Show every line below that contains the string "before", copying each line in full. Case counts.

· · · · ·

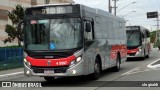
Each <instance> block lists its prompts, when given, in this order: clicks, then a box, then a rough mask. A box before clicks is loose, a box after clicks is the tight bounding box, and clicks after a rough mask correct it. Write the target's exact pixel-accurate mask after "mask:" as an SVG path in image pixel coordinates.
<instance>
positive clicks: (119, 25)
mask: <svg viewBox="0 0 160 90" xmlns="http://www.w3.org/2000/svg"><path fill="white" fill-rule="evenodd" d="M22 25H23V41H24V74H25V75H26V76H41V77H44V79H45V80H53V79H54V77H68V76H80V75H91V77H92V78H93V79H98V76H99V74H100V72H101V71H102V70H105V69H108V68H111V67H113V68H114V69H113V70H115V71H118V70H119V69H120V64H121V63H123V62H125V61H126V59H127V45H126V33H125V32H126V31H125V21H124V19H122V18H119V17H116V16H114V15H112V14H110V13H108V12H106V11H103V10H99V9H94V8H90V7H87V6H84V5H80V4H54V5H41V6H33V7H28V8H26V10H25V15H24V20H23V21H22V22H21V23H20V24H19V25H18V28H19V31H20V30H21V27H22ZM21 37H22V35H21Z"/></svg>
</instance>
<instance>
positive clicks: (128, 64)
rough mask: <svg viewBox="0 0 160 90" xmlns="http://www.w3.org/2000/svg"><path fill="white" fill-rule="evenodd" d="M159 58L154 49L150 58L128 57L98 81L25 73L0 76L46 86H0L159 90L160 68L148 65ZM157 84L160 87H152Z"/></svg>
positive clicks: (92, 89)
mask: <svg viewBox="0 0 160 90" xmlns="http://www.w3.org/2000/svg"><path fill="white" fill-rule="evenodd" d="M157 59H160V51H159V50H158V49H153V50H152V52H151V55H150V58H147V59H145V60H141V59H138V58H134V59H128V60H127V62H126V63H124V64H122V65H121V70H120V71H119V72H113V71H112V70H111V69H109V70H106V71H104V72H103V73H102V74H101V77H100V78H99V80H97V81H92V80H89V79H88V77H72V78H60V79H57V80H55V81H54V82H46V81H45V80H44V79H43V78H41V77H26V76H24V75H16V76H12V77H4V78H0V81H35V82H38V83H41V84H42V85H43V86H44V87H42V88H0V90H2V89H3V90H17V89H18V90H28V89H30V90H31V89H32V90H132V89H133V90H159V89H160V83H157V82H160V78H159V77H160V70H153V69H150V68H148V67H147V65H148V64H150V63H152V62H153V61H156V60H157ZM147 81H152V82H147ZM142 84H143V85H142ZM151 84H153V85H151ZM157 84H158V87H151V86H154V85H155V86H156V85H157ZM141 86H142V87H141Z"/></svg>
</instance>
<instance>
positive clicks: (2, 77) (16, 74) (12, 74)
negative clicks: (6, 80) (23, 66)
mask: <svg viewBox="0 0 160 90" xmlns="http://www.w3.org/2000/svg"><path fill="white" fill-rule="evenodd" d="M21 74H24V71H21V72H15V73H9V74H4V75H0V78H3V77H10V76H16V75H21Z"/></svg>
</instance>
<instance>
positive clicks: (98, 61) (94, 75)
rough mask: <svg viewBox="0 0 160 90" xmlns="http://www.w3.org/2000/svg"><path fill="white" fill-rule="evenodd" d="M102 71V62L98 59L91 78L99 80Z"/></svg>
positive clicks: (95, 62)
mask: <svg viewBox="0 0 160 90" xmlns="http://www.w3.org/2000/svg"><path fill="white" fill-rule="evenodd" d="M100 72H101V67H100V62H99V60H98V59H96V61H95V64H94V73H93V74H91V75H90V78H91V79H92V80H98V78H99V75H100Z"/></svg>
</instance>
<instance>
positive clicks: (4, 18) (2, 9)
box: [0, 9, 8, 20]
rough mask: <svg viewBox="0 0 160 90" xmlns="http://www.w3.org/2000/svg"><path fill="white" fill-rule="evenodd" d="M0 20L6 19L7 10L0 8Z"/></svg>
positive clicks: (7, 18)
mask: <svg viewBox="0 0 160 90" xmlns="http://www.w3.org/2000/svg"><path fill="white" fill-rule="evenodd" d="M0 20H8V10H3V9H0Z"/></svg>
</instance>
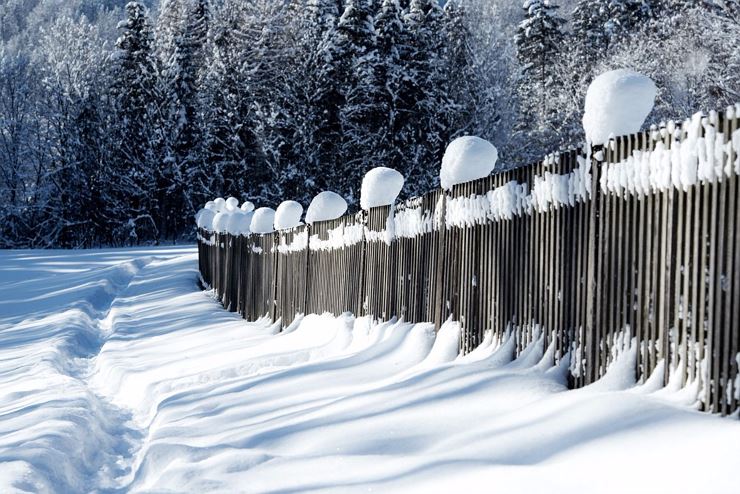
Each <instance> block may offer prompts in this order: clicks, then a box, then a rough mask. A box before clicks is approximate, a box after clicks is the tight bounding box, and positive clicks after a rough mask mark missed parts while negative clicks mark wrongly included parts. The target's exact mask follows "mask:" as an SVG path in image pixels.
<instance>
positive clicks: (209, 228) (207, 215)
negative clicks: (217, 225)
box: [195, 209, 216, 231]
mask: <svg viewBox="0 0 740 494" xmlns="http://www.w3.org/2000/svg"><path fill="white" fill-rule="evenodd" d="M214 216H216V213H214V212H213V211H211V210H210V209H201V210H200V212H199V213H198V215H197V218H196V220H195V221H196V223H197V224H198V228H202V229H204V230H209V231H210V230H213V217H214Z"/></svg>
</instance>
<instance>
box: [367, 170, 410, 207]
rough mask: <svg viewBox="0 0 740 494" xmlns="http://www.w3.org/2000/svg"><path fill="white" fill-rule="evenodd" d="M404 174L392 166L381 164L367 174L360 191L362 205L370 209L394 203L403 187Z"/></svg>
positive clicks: (367, 173)
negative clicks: (388, 165) (394, 168)
mask: <svg viewBox="0 0 740 494" xmlns="http://www.w3.org/2000/svg"><path fill="white" fill-rule="evenodd" d="M403 182H404V179H403V175H401V174H400V173H399V172H397V171H396V170H393V169H392V168H386V167H384V166H379V167H377V168H373V169H372V170H370V171H369V172H367V173H366V174H365V178H363V179H362V190H361V192H360V207H361V208H362V209H365V210H368V209H370V208H376V207H378V206H388V205H389V204H393V202H394V201H395V200H396V197H398V194H400V193H401V189H402V188H403Z"/></svg>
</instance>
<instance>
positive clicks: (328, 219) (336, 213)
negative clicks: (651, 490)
mask: <svg viewBox="0 0 740 494" xmlns="http://www.w3.org/2000/svg"><path fill="white" fill-rule="evenodd" d="M346 212H347V201H345V200H344V198H343V197H342V196H340V195H339V194H337V193H336V192H331V191H324V192H322V193H320V194H318V195H317V196H316V197H314V198H313V200H312V201H311V204H310V205H309V206H308V210H306V223H314V222H316V221H327V220H334V219H337V218H339V217H340V216H342V215H343V214H344V213H346Z"/></svg>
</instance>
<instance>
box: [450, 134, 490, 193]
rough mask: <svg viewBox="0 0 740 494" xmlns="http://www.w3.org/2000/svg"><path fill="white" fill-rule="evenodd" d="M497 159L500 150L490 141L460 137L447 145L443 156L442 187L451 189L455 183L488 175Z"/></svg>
mask: <svg viewBox="0 0 740 494" xmlns="http://www.w3.org/2000/svg"><path fill="white" fill-rule="evenodd" d="M496 161H498V151H497V150H496V147H495V146H494V145H493V144H491V143H490V142H488V141H486V140H485V139H481V138H480V137H475V136H464V137H458V138H457V139H455V140H454V141H452V142H451V143H450V144H449V146H447V150H446V151H445V154H444V157H443V158H442V169H441V170H440V173H439V178H440V183H441V184H442V188H443V189H445V190H450V189H451V188H452V186H453V185H456V184H461V183H464V182H470V181H471V180H476V179H478V178H483V177H487V176H488V175H490V173H491V172H492V171H493V169H494V168H495V166H496Z"/></svg>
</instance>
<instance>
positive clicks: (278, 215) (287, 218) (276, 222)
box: [275, 201, 303, 230]
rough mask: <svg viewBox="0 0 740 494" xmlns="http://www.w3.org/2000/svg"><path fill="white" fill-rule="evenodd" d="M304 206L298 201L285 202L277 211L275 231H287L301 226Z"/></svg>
mask: <svg viewBox="0 0 740 494" xmlns="http://www.w3.org/2000/svg"><path fill="white" fill-rule="evenodd" d="M302 214H303V206H301V205H300V203H298V202H296V201H283V202H281V203H280V205H279V206H278V207H277V210H276V211H275V229H276V230H285V229H287V228H294V227H296V226H299V225H301V215H302Z"/></svg>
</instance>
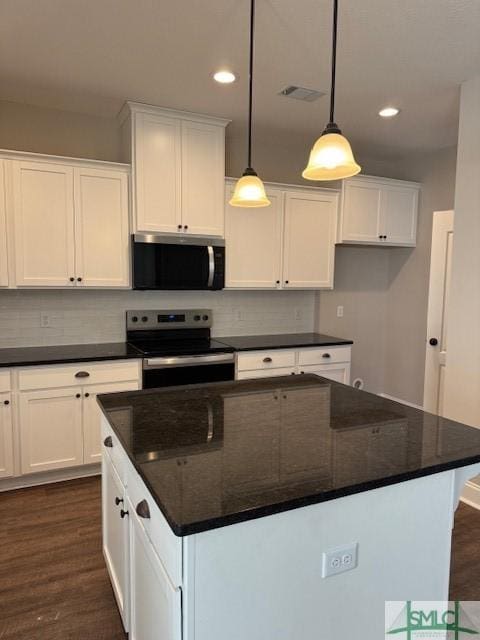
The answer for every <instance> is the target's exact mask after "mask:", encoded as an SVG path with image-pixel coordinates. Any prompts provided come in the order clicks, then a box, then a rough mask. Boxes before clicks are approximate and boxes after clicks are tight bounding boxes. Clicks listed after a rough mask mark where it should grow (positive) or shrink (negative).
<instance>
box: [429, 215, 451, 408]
mask: <svg viewBox="0 0 480 640" xmlns="http://www.w3.org/2000/svg"><path fill="white" fill-rule="evenodd" d="M453 221H454V214H453V211H436V212H435V213H434V214H433V231H432V253H431V258H430V287H429V295H428V319H427V353H426V359H425V386H424V395H423V408H424V409H425V411H430V412H431V413H436V414H438V415H443V392H444V380H445V366H446V358H447V310H448V299H449V290H450V272H451V262H452V246H453Z"/></svg>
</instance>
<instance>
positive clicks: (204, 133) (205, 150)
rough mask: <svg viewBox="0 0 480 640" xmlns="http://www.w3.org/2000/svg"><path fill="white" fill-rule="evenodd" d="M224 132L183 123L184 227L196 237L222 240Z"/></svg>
mask: <svg viewBox="0 0 480 640" xmlns="http://www.w3.org/2000/svg"><path fill="white" fill-rule="evenodd" d="M224 180H225V130H224V128H223V127H217V126H215V125H208V124H202V123H199V122H189V121H184V122H182V224H183V228H184V230H185V231H187V232H188V233H192V234H197V235H206V236H222V237H223V221H224V208H223V202H224V194H225V187H224Z"/></svg>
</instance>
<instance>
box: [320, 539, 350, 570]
mask: <svg viewBox="0 0 480 640" xmlns="http://www.w3.org/2000/svg"><path fill="white" fill-rule="evenodd" d="M357 562H358V542H354V543H353V544H348V545H344V546H342V547H336V548H335V549H329V551H324V552H323V554H322V578H328V577H329V576H335V575H337V573H344V572H345V571H351V570H352V569H355V567H356V566H357Z"/></svg>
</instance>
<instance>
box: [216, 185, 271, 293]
mask: <svg viewBox="0 0 480 640" xmlns="http://www.w3.org/2000/svg"><path fill="white" fill-rule="evenodd" d="M232 193H233V186H230V185H228V186H227V193H226V205H225V207H226V208H225V244H226V247H227V249H226V260H227V263H226V287H227V288H230V289H277V288H278V287H279V285H280V280H281V260H282V224H283V192H282V191H279V190H274V189H270V190H268V192H267V195H268V198H269V200H270V202H271V203H272V204H271V205H270V206H269V207H265V208H263V209H244V208H242V207H231V206H230V205H229V204H228V201H229V200H230V198H231V196H232Z"/></svg>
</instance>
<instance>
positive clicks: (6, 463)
mask: <svg viewBox="0 0 480 640" xmlns="http://www.w3.org/2000/svg"><path fill="white" fill-rule="evenodd" d="M10 476H13V422H12V399H11V396H10V392H5V393H0V478H8V477H10Z"/></svg>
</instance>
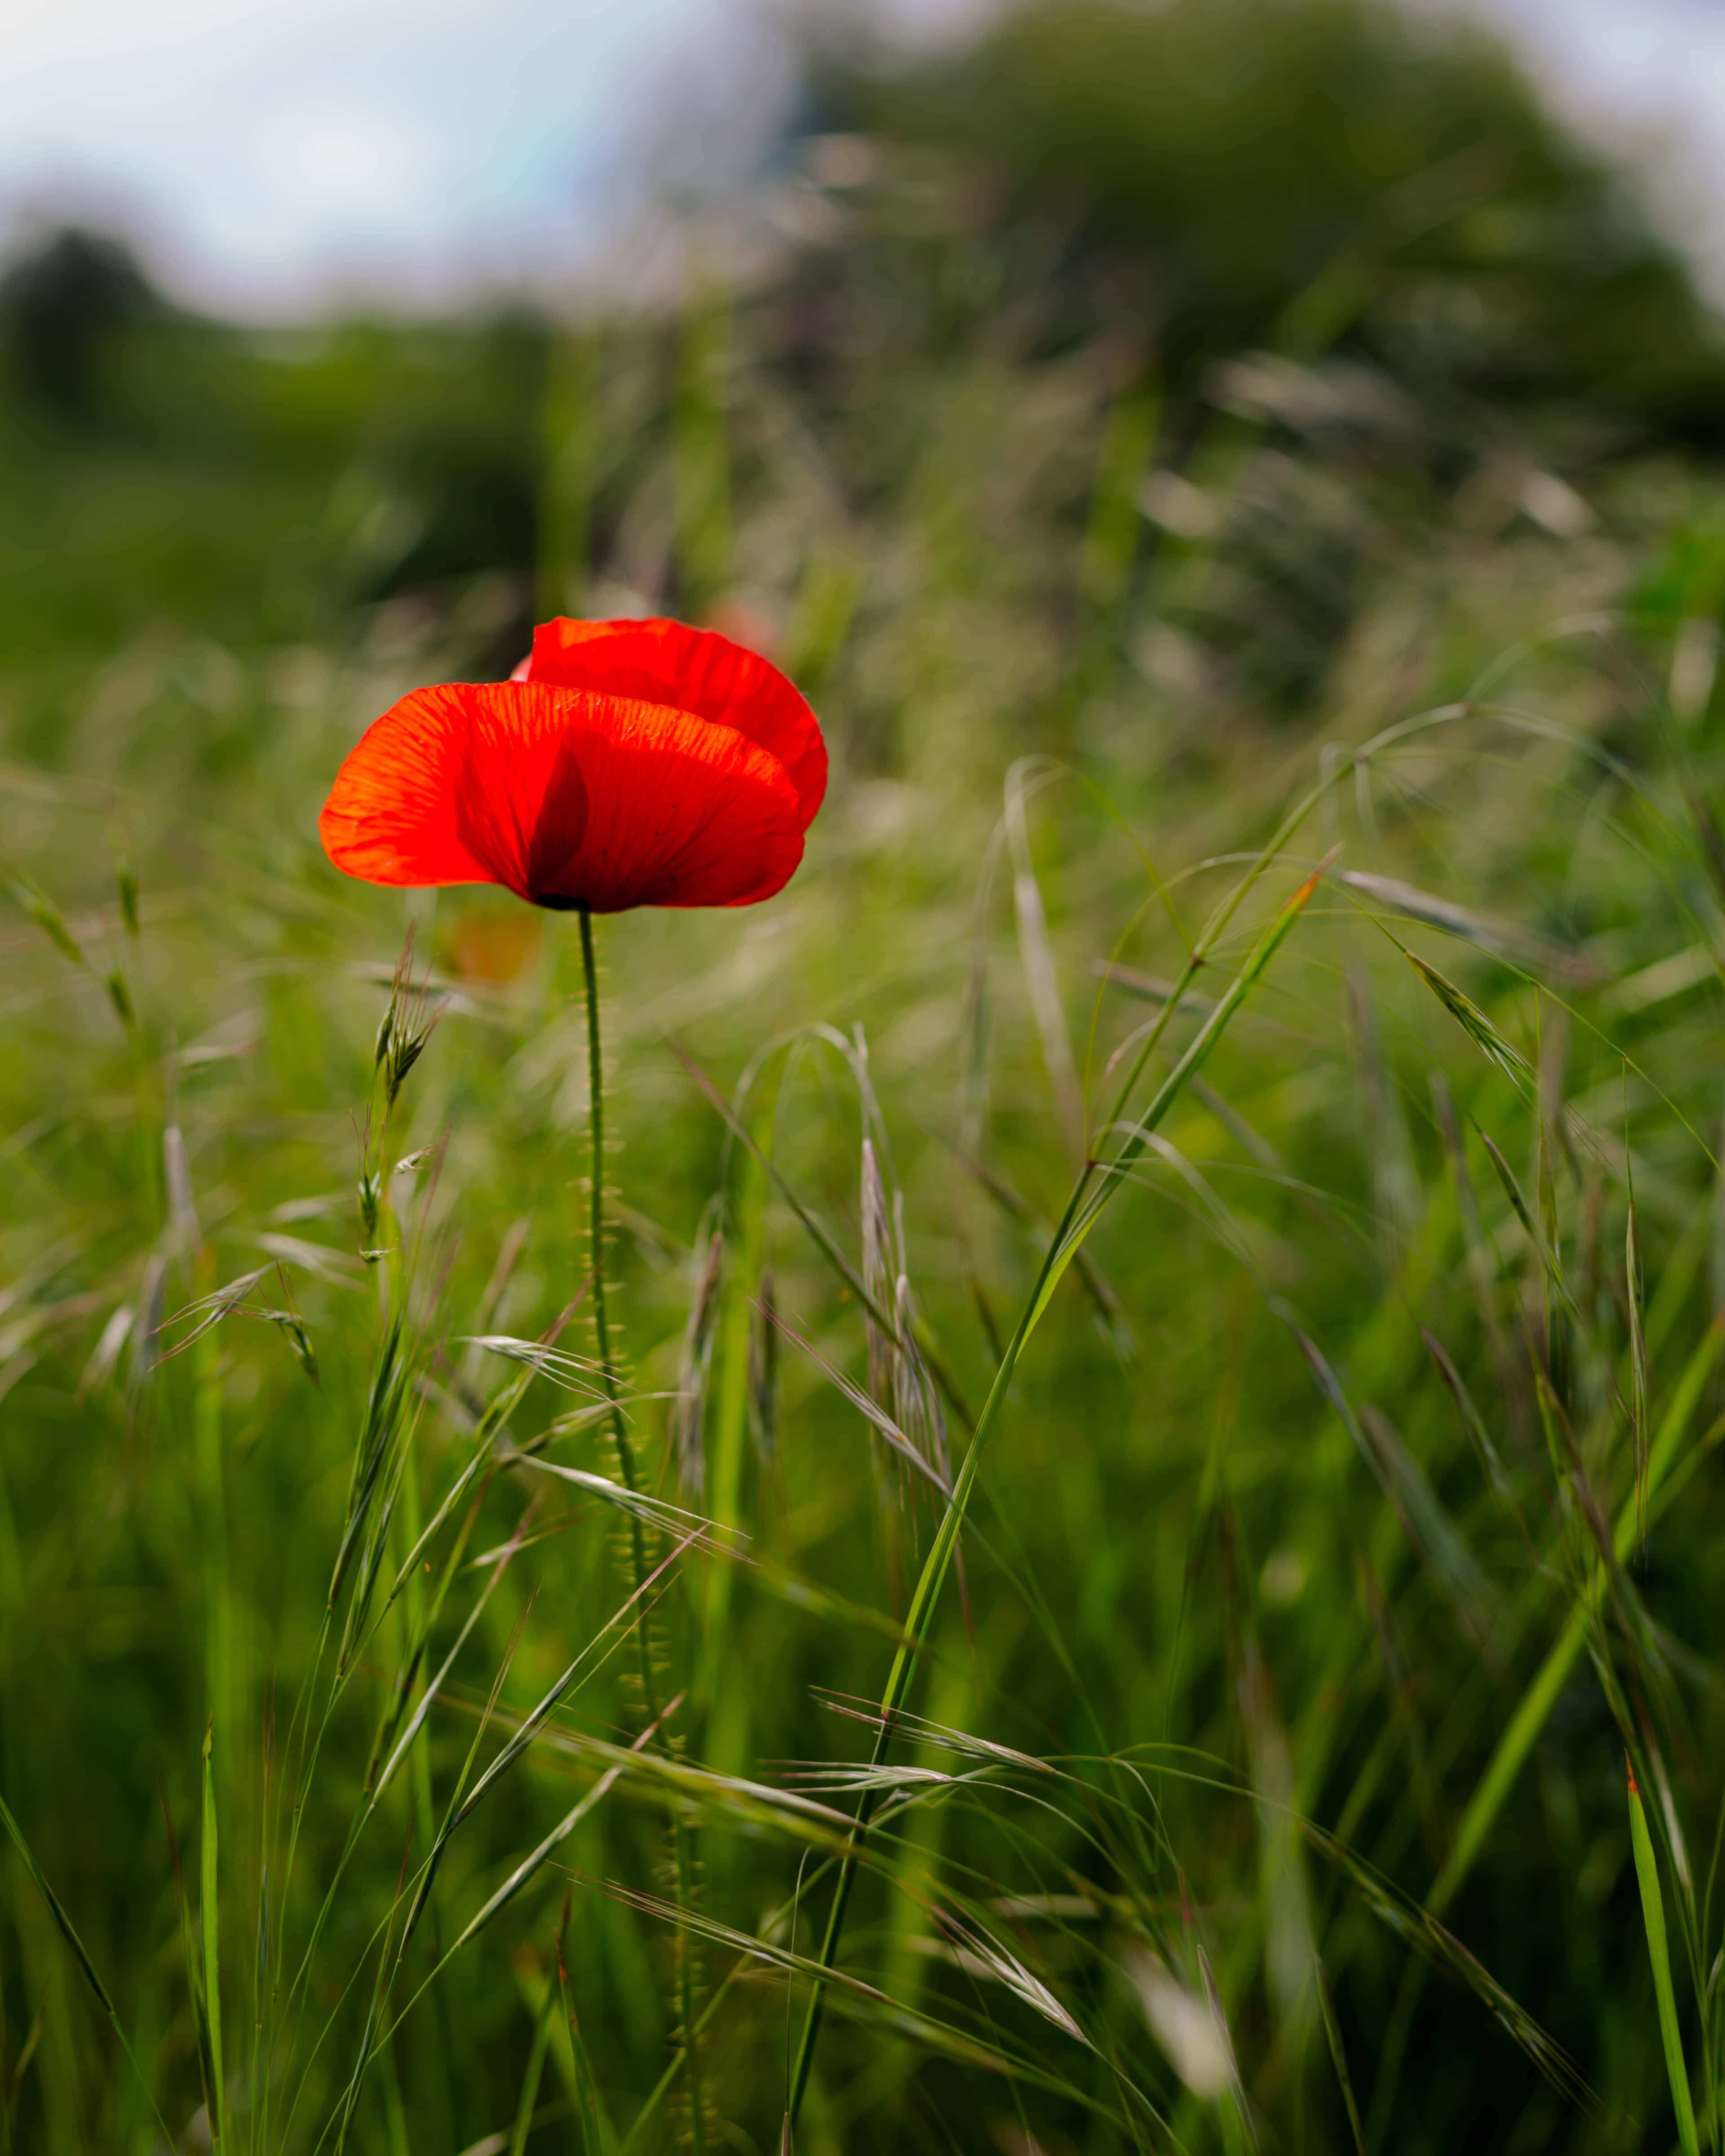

· · · · ·

> [EXERCISE RESULT]:
Each <instance> block lists its prompts, when given, in this order: clicks, then a box, then a rough mask. A box before clicks is loose, a box after clicks is the tight bounding box, and clicks after a rough mask correct it. Write the target's exact pixel-accurate mask after "mask:" as an SVG path in image pixel coordinates.
Each <instance> block may offer prompts in this order: clicks, then a box, then a rough mask. A box before clicks is approximate, a box after clicks is the tight bounding box, and positive clicks after a rough mask mark missed parts while negative clicks mark wrongly included parts. The target's exact mask follows "mask:" as an SVG path in image pixels.
The answer for every <instance> is the target's exact mask after "mask:", encoded as an SVG path with image-pixel coordinates. Any prompts provided come in the order clicks, then a box, then a rough mask. Boxes before clicks are approximate and boxes after clicks are tight bounding boxes. Clicks listed after a rough mask mark where it should grow (positive) or shrink (negative).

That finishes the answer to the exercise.